*Given entries*
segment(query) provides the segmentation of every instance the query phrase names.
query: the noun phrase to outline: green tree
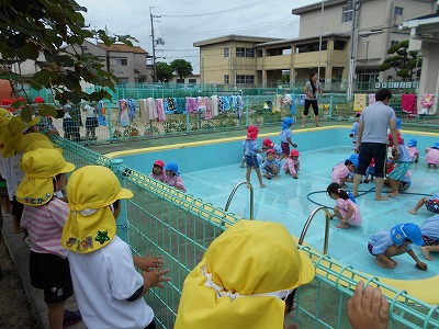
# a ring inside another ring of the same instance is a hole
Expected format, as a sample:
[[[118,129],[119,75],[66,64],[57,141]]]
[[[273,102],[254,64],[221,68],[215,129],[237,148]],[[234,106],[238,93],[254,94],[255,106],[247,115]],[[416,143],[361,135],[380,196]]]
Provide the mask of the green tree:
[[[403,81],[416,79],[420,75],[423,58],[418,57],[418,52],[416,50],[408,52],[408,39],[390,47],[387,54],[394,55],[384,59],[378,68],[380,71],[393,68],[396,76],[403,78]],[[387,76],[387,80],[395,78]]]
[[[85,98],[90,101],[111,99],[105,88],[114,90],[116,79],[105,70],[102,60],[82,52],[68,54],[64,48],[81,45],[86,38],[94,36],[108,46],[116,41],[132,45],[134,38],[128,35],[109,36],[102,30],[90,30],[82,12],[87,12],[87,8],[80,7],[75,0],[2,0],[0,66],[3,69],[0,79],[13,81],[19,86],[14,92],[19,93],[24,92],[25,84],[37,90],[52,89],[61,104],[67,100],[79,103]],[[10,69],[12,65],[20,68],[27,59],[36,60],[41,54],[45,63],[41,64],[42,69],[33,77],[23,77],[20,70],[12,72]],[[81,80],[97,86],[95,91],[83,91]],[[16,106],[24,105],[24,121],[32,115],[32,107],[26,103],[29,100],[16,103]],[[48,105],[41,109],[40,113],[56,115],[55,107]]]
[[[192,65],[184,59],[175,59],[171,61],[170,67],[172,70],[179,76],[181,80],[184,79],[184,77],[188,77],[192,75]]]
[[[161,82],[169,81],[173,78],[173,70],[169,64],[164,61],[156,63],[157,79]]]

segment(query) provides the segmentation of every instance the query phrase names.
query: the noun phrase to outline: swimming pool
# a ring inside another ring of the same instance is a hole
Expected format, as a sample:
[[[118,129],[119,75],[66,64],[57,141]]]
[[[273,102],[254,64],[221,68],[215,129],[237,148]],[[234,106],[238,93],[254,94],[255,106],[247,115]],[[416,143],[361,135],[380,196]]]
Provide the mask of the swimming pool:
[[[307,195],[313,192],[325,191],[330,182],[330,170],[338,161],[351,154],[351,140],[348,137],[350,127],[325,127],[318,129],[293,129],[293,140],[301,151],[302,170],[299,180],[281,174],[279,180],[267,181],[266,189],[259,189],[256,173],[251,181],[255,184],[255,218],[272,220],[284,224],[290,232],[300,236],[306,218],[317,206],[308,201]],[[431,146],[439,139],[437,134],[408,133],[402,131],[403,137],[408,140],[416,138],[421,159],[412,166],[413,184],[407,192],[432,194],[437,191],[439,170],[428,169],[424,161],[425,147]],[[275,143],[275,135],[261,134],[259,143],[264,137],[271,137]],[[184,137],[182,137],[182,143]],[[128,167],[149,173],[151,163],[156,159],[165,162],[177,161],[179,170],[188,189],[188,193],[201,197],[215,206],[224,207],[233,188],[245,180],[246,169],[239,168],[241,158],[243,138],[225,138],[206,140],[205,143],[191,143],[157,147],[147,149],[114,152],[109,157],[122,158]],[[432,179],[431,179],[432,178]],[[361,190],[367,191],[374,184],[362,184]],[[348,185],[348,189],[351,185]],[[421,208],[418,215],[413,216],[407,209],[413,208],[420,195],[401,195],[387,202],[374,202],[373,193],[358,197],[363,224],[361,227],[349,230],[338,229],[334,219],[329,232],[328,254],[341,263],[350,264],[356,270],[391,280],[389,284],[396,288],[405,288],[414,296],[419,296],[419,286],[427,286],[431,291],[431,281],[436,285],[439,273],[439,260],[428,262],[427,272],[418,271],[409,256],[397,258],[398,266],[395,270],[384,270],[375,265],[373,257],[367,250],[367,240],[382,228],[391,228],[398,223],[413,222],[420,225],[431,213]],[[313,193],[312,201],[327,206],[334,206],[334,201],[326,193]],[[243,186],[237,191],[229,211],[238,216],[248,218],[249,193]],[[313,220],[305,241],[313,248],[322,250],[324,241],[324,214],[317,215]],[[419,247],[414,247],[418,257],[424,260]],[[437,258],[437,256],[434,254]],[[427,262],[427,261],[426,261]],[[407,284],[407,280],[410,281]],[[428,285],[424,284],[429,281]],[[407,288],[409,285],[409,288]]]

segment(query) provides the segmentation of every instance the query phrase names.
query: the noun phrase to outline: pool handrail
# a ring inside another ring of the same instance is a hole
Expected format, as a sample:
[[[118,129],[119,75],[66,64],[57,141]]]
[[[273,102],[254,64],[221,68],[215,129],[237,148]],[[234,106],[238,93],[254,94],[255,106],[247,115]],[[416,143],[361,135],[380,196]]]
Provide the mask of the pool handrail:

*Aim of the task*
Write out the rows above again, replacing "mask" with "polygon" everywhere it occurs and keeping everything else the same. Leave the pictures out.

*Solved exercise*
segment(query) provides the segmentation of every instance the query phrase names.
query: the noun phrase to outline: green tree
# a ring inside another ring of the same instance is a hole
Expected format, as a sample:
[[[118,129],[119,75],[66,64],[57,141]]]
[[[273,102],[254,64],[221,68],[215,129],[237,148]],[[234,106],[238,93],[254,94],[255,106],[247,115]],[[416,143],[361,135],[380,196]]]
Provide the polygon of the green tree:
[[[403,81],[416,79],[420,75],[423,58],[418,57],[418,52],[416,50],[408,52],[408,39],[390,47],[387,54],[394,55],[384,59],[378,68],[380,71],[393,68],[396,76],[403,78]],[[387,76],[387,80],[395,78]]]
[[[85,98],[90,101],[111,99],[105,88],[114,90],[116,79],[105,70],[102,60],[82,52],[68,54],[64,48],[81,45],[86,38],[94,36],[108,46],[116,41],[132,45],[134,38],[128,35],[109,36],[102,30],[90,30],[82,12],[87,12],[87,8],[80,7],[75,0],[2,0],[0,66],[3,69],[0,79],[13,81],[19,86],[14,92],[19,93],[24,92],[25,84],[37,90],[52,89],[61,104],[67,100],[79,103]],[[10,69],[12,65],[20,68],[27,59],[36,60],[41,54],[45,63],[41,64],[42,69],[33,77],[23,77],[20,70],[12,72]],[[81,80],[97,86],[95,91],[83,91]],[[16,106],[24,105],[24,121],[32,115],[32,107],[26,103],[29,100],[16,103]],[[48,105],[41,109],[40,113],[56,115],[55,107]]]
[[[192,65],[184,59],[175,59],[171,61],[170,67],[172,70],[179,76],[181,80],[184,79],[184,77],[188,77],[192,75]]]
[[[161,82],[169,81],[173,78],[173,70],[169,64],[164,61],[156,63],[157,79]]]

segment(query) provides the segmentation of every instance the query phrase names.
query: the noun phrase to outline: swimming pool
# a ring inside another ring of the same instance is a hole
Expected format, as a sample:
[[[118,129],[119,75],[66,64],[57,141]]]
[[[273,102],[254,64],[221,68],[215,129],[237,148]],[[234,106],[238,93],[254,94],[255,106],[247,115]],[[416,143],[361,135],[380,196]]]
Provide the polygon of the swimming pool:
[[[307,195],[313,192],[325,191],[330,182],[330,170],[338,161],[351,154],[351,140],[348,137],[350,127],[325,127],[318,129],[293,129],[293,140],[301,151],[302,170],[299,180],[281,174],[279,180],[267,181],[266,189],[259,189],[256,173],[251,181],[255,184],[255,218],[272,220],[284,224],[290,232],[300,236],[306,218],[317,206],[308,201]],[[431,146],[439,139],[437,134],[408,133],[402,131],[403,137],[408,140],[416,138],[421,159],[412,166],[413,184],[407,192],[432,194],[437,191],[439,170],[428,169],[424,161],[425,147]],[[275,143],[275,135],[261,134],[259,143],[264,137],[271,137]],[[184,137],[182,137],[182,143]],[[128,167],[149,173],[151,163],[156,159],[165,162],[177,161],[179,170],[188,189],[188,193],[201,197],[215,206],[224,207],[233,188],[245,180],[246,169],[239,168],[241,158],[243,138],[225,138],[206,140],[205,143],[191,143],[157,147],[147,149],[114,152],[109,157],[122,158]],[[432,179],[431,179],[432,178]],[[361,190],[367,191],[374,184],[362,184]],[[348,185],[348,189],[351,185]],[[421,208],[418,215],[413,216],[407,209],[413,208],[420,195],[401,195],[387,202],[374,202],[373,193],[358,197],[363,224],[361,227],[349,230],[338,229],[334,219],[329,232],[328,254],[341,263],[350,264],[356,270],[391,280],[389,284],[396,288],[405,288],[414,296],[419,296],[419,286],[427,286],[431,291],[431,281],[436,285],[439,273],[439,260],[428,262],[427,272],[418,271],[409,256],[397,258],[398,266],[395,270],[384,270],[375,265],[373,257],[367,250],[367,240],[382,228],[391,228],[398,223],[413,222],[420,225],[431,213]],[[313,193],[312,201],[327,206],[334,206],[334,201],[326,193]],[[243,186],[237,191],[229,211],[238,216],[248,218],[249,193]],[[313,220],[305,241],[313,248],[322,250],[324,241],[324,214],[317,215]],[[419,247],[414,247],[418,257],[424,260]],[[437,258],[437,256],[434,254]],[[427,262],[427,261],[426,261]],[[407,284],[407,280],[410,281]],[[428,285],[424,284],[429,281]],[[407,288],[409,285],[409,288]]]

segment(query) provides the segmentation of every instance the query phrase names.
query: the noun phrase to outline: pool handrail
# a ring inside another ring of the same instance is a hole
Expected format, as a sample:
[[[118,129],[119,75],[66,64],[57,141]]]
[[[273,102],[254,64],[221,68],[215,129],[237,148]],[[234,106],[238,93],[254,94],[255,106],[247,115]],[[416,143],[361,135],[380,196]]]
Provide the polygon of the pool handrail:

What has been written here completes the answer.